* **Raw records**:
⁂

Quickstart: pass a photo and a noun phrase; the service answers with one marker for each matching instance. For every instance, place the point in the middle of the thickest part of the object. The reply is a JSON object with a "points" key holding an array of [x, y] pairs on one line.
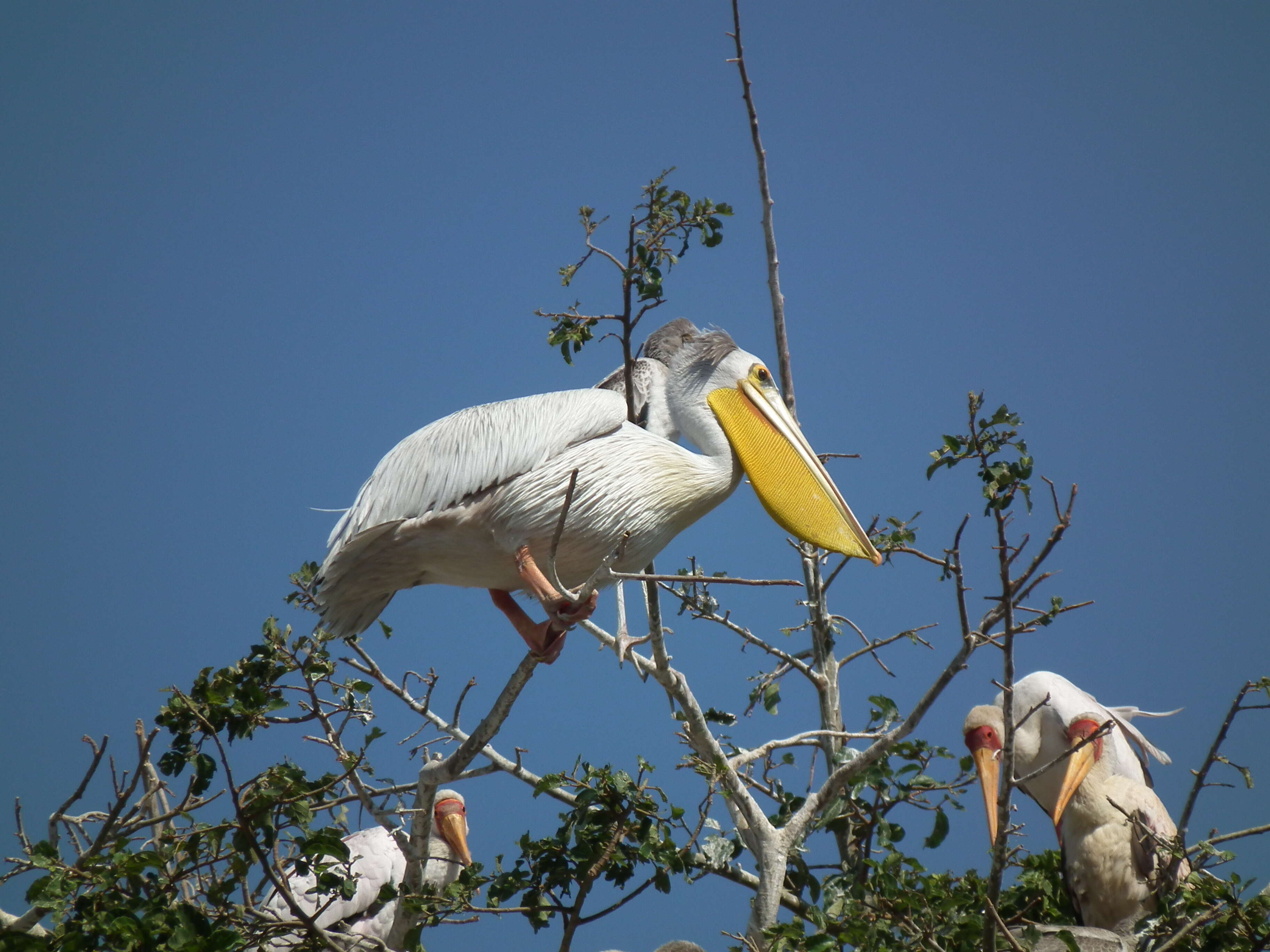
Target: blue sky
{"points": [[249, 248]]}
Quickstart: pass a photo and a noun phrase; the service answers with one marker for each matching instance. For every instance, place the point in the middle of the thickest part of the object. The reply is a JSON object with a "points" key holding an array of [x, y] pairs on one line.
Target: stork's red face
{"points": [[450, 819], [985, 744], [1080, 763]]}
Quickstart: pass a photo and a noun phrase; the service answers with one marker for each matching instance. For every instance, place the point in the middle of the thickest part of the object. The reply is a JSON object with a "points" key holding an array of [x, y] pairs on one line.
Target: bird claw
{"points": [[568, 613], [624, 643]]}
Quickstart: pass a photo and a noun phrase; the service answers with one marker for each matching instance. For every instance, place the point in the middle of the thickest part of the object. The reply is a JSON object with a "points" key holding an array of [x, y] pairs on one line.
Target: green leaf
{"points": [[771, 697], [940, 832]]}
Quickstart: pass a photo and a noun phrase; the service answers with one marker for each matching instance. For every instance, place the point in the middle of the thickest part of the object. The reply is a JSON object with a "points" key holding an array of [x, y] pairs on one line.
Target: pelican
{"points": [[648, 378], [1115, 834], [1043, 737], [476, 499], [378, 862]]}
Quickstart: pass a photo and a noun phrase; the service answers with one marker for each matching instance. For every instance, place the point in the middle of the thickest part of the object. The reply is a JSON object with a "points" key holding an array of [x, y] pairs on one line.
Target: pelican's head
{"points": [[450, 820], [983, 730], [1080, 763], [746, 407]]}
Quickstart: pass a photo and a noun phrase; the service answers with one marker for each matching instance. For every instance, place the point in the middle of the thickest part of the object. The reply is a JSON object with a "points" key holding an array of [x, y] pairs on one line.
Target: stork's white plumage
{"points": [[378, 862], [474, 499], [1043, 738], [1115, 833]]}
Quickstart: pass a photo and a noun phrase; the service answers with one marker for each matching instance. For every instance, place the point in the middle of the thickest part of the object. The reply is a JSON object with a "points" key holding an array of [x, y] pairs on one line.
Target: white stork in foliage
{"points": [[476, 499], [1118, 837], [378, 862], [1043, 738]]}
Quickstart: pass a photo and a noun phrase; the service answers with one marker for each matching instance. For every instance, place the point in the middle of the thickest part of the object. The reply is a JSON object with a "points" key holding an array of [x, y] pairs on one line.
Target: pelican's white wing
{"points": [[473, 450], [374, 549]]}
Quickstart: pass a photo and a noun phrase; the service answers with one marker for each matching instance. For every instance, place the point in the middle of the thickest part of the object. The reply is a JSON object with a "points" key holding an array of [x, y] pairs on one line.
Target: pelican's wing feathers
{"points": [[474, 450]]}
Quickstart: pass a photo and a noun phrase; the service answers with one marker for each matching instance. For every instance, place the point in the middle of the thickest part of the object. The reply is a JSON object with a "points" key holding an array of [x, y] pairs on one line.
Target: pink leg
{"points": [[559, 607], [545, 639]]}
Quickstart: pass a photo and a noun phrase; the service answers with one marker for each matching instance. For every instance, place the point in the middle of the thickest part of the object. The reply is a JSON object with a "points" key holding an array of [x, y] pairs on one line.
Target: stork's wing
{"points": [[1123, 715], [474, 450], [376, 862]]}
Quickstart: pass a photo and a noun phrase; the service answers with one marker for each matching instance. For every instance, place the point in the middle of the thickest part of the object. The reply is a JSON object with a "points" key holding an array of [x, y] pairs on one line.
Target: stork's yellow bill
{"points": [[790, 480]]}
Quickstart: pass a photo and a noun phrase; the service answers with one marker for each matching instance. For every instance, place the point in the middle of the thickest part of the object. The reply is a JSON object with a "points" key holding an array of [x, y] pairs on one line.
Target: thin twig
{"points": [[1225, 837], [703, 579], [1001, 925], [774, 266], [1202, 775]]}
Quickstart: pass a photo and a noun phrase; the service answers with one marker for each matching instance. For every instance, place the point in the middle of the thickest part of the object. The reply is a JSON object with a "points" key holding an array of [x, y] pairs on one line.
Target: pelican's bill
{"points": [[790, 482]]}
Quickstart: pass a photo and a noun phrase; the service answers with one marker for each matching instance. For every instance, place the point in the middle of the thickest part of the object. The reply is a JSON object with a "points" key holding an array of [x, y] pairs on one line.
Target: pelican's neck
{"points": [[694, 418]]}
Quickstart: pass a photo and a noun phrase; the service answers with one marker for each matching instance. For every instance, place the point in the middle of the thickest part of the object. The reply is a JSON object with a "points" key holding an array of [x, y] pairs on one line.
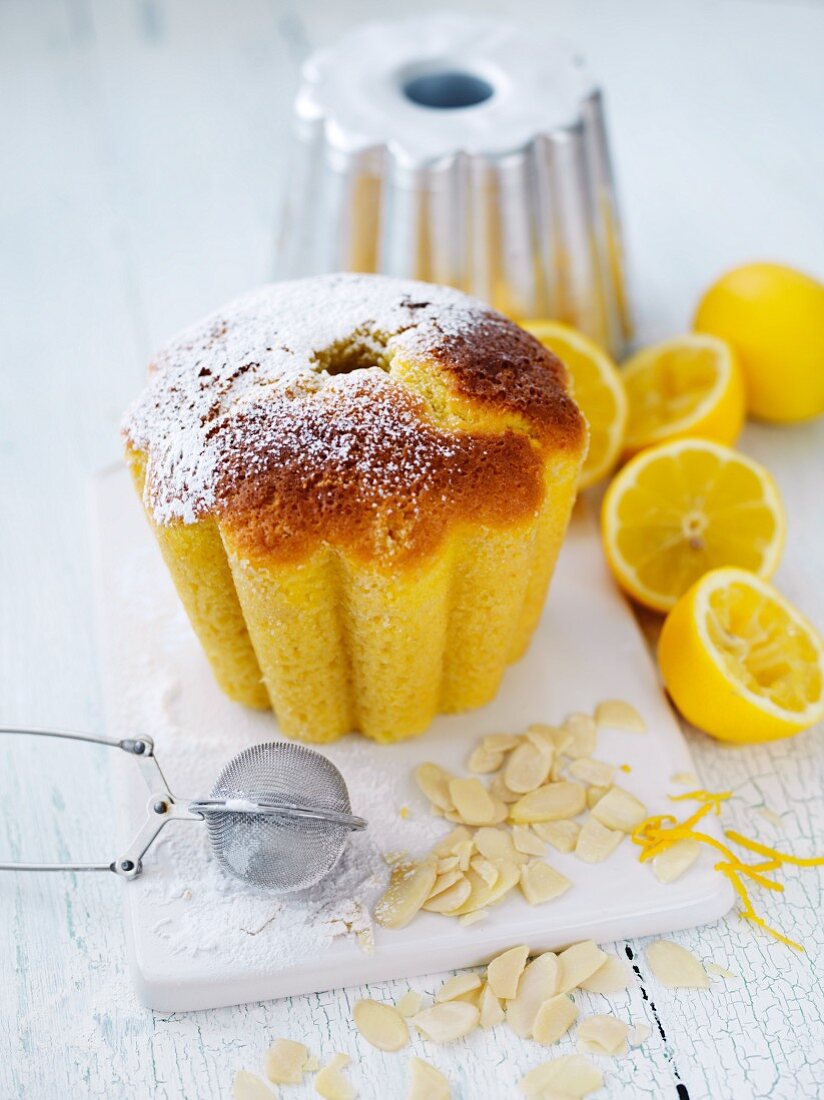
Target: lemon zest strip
{"points": [[714, 798], [659, 832]]}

⁂

* **The task**:
All of the material above needs to be restated exactly, with no pictures.

* **Output for this task**:
Quickstart: pass a photo and a noun phrase; the service answers with one marker for each matching instance. For every instance, place the point in the middle of the thickest part of the object. The reply is a JSON object with a "points" key holding an array of [x, y] pairs on one line.
Target: blue sky
{"points": [[249, 248]]}
Quickstart: pass a photo and a noun phrase; the service answers with one marker for each matching instance. For every instance, place the point in the middle of the thickest part of the object. The reply is a JSON object with a "points" key holding an array of [x, y] pairs on one line.
Target: stork's red face
{"points": [[450, 819], [985, 744], [1080, 763]]}
Quickstart: pass a photo and a noun phrase; the service answers with one marker for each matching instance. For every instance, place the point in the middle of the thickest part of the object. The reply is a JSON object with a "points" key holding an array of [x, y] pairs on one line.
Target: bird claw
{"points": [[568, 613], [624, 643]]}
Quickstart: pass a photo and a noun phrase; the service answers with one marker for each matching instance. For every instance, place the point in the middle of the thickest part of the object. The reply is a JSON object with a "points" key holding an array of [x, y] pairs on one line.
Target: green leaf
{"points": [[771, 697], [940, 832]]}
Quickstart: pass a photo and a noun phrase; the service answers with one marker for each matching instance. For every instance, place the point in the middle of the thickest part of the object. The reply is a JSON object with a "points" key holding an array of [x, y] pairs on one line.
Target: pelican
{"points": [[648, 378], [1115, 834], [1043, 737], [476, 499], [378, 862]]}
Quickstart: pass a photo and a noun phrase; the service answers with one marker for each matching instance. For every instance, place the point in the middle of the thickest part of the object. The reply is a JSON object with a "points" key holding an array of [x, y] pairs on one line.
Target: pelican's head
{"points": [[450, 820], [983, 730], [1080, 763], [746, 407]]}
Quickstart: pass a photo and a noun phrase; the service answers with one marker for each matching instance. For every instance, place the point in the middle of the thickest part of the object. The reply is a JSON object with a "points" key holding an array of [x, y] pairs on one line.
Target: stork's white plumage
{"points": [[378, 862], [474, 499], [1043, 738], [1115, 833]]}
Quickstart: pass a photo and a noun phrase; the service answers with one marker for each matching instance. For every instance, place the point in the middle of the thickest part of the object. The reply is a JSON object with a "points" key holding an array of [x, y] pairs on one line.
Target: white stork in foliage
{"points": [[476, 499], [1118, 837], [378, 862], [1043, 738]]}
Quickstart: pass a photo and a noun phrase; the service answers with one marker for each matching instance. For every instance, place the point in the middle of the thickest part of the object. The reply is a JSON object with a "points" key holding an array of [x, y] pairs on one line.
Target: pelican's white wing
{"points": [[473, 450], [374, 549]]}
Quickstart: pass a photo and a noun phrase; the service answers with one marker for each matching instance. For every instance, place the point in the middle of the thickest part of the object. The reply is a JSON object with a "points" key holding an array of [x, y] pairs on one line.
Target: pelican's wing feathers
{"points": [[474, 450]]}
Quickstart: pass a photo and a noun phrase; the service answers with one marker for each matching instance. For every instance, place the point in the middle of the thickest part of the object. The reply is a JSON object with a "points" key holding an array of [x, y] pairs on one line.
Target: pink leg
{"points": [[559, 607], [545, 639]]}
Quickstart: pass a photo and a noun phrase; the service answers with one marker for each matching instance. For every instance, place the point in the middle of the thickest part of the object. The reply is a JSON object with a "points" key holding an array of [x, y] pairs on one line.
Target: stork's wing
{"points": [[1123, 715], [474, 450], [376, 862]]}
Quickstart: pass a photo and a noun phrase; the service answers with one marker for each matching instance. For every instance, place the point in the middle of the thickest part of the object. The reply is a JSON object with a "points" key holding an array of [x, y] pairs on one line.
Target: stork's yellow bill
{"points": [[790, 480]]}
Quickstart: pass a photo and a noun phrase; the service answers with one marker for each matching instance. For every instance, place the point in the middle of the thickest part of the object. The reply is a JSON object with a "points" key holding an array of [x, y] pairs on one line.
Target: thin twig
{"points": [[1225, 837], [703, 579], [1001, 925], [774, 266], [1202, 775]]}
Quickstart: pass a photo and a noun phrase; the service answers with one marker for each matching instance. For every instance, place the point in the middle of the thickest part of the object. The reply is a JSON object with a "points" key holding an array of [x, y] pairs on one line.
Target: pelican's bill
{"points": [[790, 482]]}
Quickstart: pass a photo and a noun phrase; the service answers with one marker for each matching instance. For every instance, place the point in the middle of the thickest part of the object. The reply is a JSON object with a "points" key holding an array of [x, y] pairs on one line.
Target: pelican's neck
{"points": [[694, 418]]}
Quickstart: pass a photo and a noun phrase; the service answers with one marker for each matching instance. For every instance, place the point in the middle of the thickest part of the object. The reply is a JSON object with a "points" key holding an array of [x, y] pairs on one line.
Target: lemon zest strip
{"points": [[714, 798], [659, 832]]}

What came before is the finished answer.